> [WHAT THE EXERCISE ASKS]
List every line below that contains the word "texture", copying each one in full. Case counts.

[Segmentation dataset records]

------------------------------------------------------------

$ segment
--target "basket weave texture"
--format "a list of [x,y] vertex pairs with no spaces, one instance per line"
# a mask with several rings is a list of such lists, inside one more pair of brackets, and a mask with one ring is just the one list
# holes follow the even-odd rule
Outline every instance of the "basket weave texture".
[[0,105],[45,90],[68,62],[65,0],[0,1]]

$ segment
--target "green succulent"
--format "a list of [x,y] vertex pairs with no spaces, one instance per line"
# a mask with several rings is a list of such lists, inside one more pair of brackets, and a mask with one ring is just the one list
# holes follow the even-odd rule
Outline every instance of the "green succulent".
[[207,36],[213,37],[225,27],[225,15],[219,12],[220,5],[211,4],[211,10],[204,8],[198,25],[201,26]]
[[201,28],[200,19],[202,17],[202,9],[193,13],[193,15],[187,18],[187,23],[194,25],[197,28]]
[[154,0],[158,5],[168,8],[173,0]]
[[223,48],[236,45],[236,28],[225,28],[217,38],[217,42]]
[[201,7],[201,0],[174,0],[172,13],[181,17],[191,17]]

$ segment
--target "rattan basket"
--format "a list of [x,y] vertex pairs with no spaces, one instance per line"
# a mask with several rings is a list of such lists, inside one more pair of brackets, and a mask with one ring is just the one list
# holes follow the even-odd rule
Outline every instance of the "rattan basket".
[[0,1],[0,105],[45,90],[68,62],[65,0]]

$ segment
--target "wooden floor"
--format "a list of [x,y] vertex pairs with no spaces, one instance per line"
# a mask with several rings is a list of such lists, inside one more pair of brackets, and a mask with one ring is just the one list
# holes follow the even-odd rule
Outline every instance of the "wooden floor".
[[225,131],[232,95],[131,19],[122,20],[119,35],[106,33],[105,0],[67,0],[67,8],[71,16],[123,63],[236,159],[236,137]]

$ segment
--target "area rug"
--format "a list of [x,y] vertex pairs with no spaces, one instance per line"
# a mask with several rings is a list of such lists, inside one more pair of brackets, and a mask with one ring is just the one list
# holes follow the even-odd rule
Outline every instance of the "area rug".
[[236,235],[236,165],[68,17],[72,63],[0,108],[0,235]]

------------------------------------------------------------

> [THE OUTPUT]
--target "basket weave texture"
Outline every instance of the "basket weave texture".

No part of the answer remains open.